EXERCISE DATA =>
--- --- ---
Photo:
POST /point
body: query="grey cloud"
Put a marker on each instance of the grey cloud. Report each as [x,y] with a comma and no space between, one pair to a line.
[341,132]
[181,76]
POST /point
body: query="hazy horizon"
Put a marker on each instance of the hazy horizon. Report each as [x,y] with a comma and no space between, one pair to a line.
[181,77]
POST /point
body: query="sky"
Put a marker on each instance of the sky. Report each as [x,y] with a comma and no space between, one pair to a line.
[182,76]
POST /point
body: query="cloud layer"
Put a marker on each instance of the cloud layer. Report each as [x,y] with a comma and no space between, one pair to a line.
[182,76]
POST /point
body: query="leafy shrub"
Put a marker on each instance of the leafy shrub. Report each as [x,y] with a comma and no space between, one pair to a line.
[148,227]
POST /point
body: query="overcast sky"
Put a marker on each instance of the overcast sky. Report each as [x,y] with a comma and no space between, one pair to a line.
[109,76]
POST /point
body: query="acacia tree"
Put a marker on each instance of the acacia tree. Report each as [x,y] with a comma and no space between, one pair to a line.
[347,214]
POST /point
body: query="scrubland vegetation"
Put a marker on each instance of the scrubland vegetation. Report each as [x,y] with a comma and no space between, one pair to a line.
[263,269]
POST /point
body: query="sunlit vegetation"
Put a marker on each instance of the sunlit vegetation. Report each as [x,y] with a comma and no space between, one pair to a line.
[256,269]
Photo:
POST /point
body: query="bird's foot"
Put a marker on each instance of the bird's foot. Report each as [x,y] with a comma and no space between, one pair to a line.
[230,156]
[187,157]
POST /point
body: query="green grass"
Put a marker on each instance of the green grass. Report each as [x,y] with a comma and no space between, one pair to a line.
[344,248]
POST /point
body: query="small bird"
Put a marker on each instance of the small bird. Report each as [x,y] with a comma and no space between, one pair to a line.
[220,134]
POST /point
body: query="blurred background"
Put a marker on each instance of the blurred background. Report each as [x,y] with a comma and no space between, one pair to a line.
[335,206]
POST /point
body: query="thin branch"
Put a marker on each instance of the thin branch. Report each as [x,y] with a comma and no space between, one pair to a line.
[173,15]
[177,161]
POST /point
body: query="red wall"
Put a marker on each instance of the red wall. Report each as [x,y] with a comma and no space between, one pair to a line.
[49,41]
--- --- ---
PROBLEM STATEMENT =>
Word for word, print every line above.

EXERCISE SOLUTION =>
Photo:
POST /point
body: query="grey cloud"
Put a marker on each instance of the grey cloud. Report each as [x,y] with a comma and no space between, one pair to a line.
[341,132]
[181,76]
POST /point
body: query="hazy horizon"
Put a marker on each instance of the hazy horizon. Report each as [x,y] with a comma and no space between, one pair to a line.
[181,77]
POST /point
body: query="sky"
Put a marker on each instance of the sky. Report each as [x,y] with a comma and no space between, one pair to a line.
[182,76]
POST /point
body: query="cloud layer"
Put a marker on each instance of the cloud layer. Report each as [x,y] with a comma and no space between, one pair to a line.
[182,76]
POST /point
body: query="leafy shrub"
Put a marker on each instance of the leafy shrub. Report each as [x,y] with a comma and no space between, one pair to a line.
[148,227]
POST /point
body: query="overcast sky"
Put a marker on each instance of the overcast sky. Report each as [x,y] with a comma and no space between, one pair to a line.
[109,76]
POST /point
body: query="acacia tree"
Put a marker on each instance of the acacia tree. Report each as [x,y] with a comma and no space between, one pair to a line.
[347,214]
POST /point
body: query="scrubland vegetation"
Put a marker on each instance of the scrubland vegetation. Report each as [x,y] with a comma and no space between, one pair to a line.
[263,269]
POST /point
body: query="sunlit vegetation"
Put a marker on each instance of the sunlit vegetation. Report each as [x,y] with a comma and no space between, one pair to a line.
[256,269]
Photo:
POST /point
body: query="bird's foot"
Put a marker on each instance of the bird's foot. Report each as [x,y] with a comma and no space between, one pair to a line.
[230,156]
[187,157]
POST /point
body: query="green grass"
Put a marker on each instance of the green grass. Report each as [x,y] with a comma and no space between, one pair to a line.
[344,248]
POST /point
body: query="small bird"
Put a marker on each instance of the small bird. Report each as [x,y] with a comma and no space between, one pair to a line.
[220,134]
POST /point
body: query="blurred background"
Put a marker on each instance of the blurred background. Report each as [x,y] with a comma and no space between, one pair to a line.
[335,206]
POST /point
body: query="thin branch"
Put a marker on each instance of the thin branch. Report each as [x,y] with a comma and no space between, one pair to a line.
[173,15]
[177,161]
POST /point
body: query="red wall"
Put a marker on each instance of the red wall. Report each as [x,y] with a comma and no space between, one pair to a line.
[49,41]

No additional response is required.